TEXT BLOCK:
^^^^
Files
r200_8f_xtrt_llm/examples/qwen/README.md
2025-08-06 15:49:14 +08:00

202 lines
7.6 KiB
Markdown

# Qwen
This document shows how to build and run a Qwen model in XTRT-LLM on both single XPU and single node multi-XPU.
Support Qwen1.5 model as well
## Overview
The XTRT-LLM Qwen example code is located in [`qwen`](./). There is one main file:
* [`build.py`](./build.py) to build the XTRT-LLM engine(s) needed to run the Qwen model.
In addition, there are two shared files in the parent folder [`examples`](../) for inference and evaluation:
* [`../run.py`](../run.py) to run the inference on an input text;
* [`../summarize.py`](../summarize.py) to summarize the articles in the [cnn_dailymail](https://huggingface.co/datasets/cnn_dailymail) dataset.
^^^^
COLLECTED MATERIAL:
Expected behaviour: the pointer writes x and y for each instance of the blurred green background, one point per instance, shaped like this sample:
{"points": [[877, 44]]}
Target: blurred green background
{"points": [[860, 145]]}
^^^^
WHAT YOU WILL DO:
A - In the Qwen README, echo the passage from "Support Qwen1.5 model" up to and including "the Qwen model." word for word.
B - According to the Qwen README, which dataset's articles does summarize.py summarize?

RESULTS FOR EACH TASK:
A -
Support Qwen1.5 model as well
## Overview
The XTRT-LLM Qwen example code is located in [`qwen`](./). There is one main file:
* [`build.py`](./build.py) to build the XTRT-LLM engine(s) needed to run the Qwen model.

B - The cnn_dailymail dataset.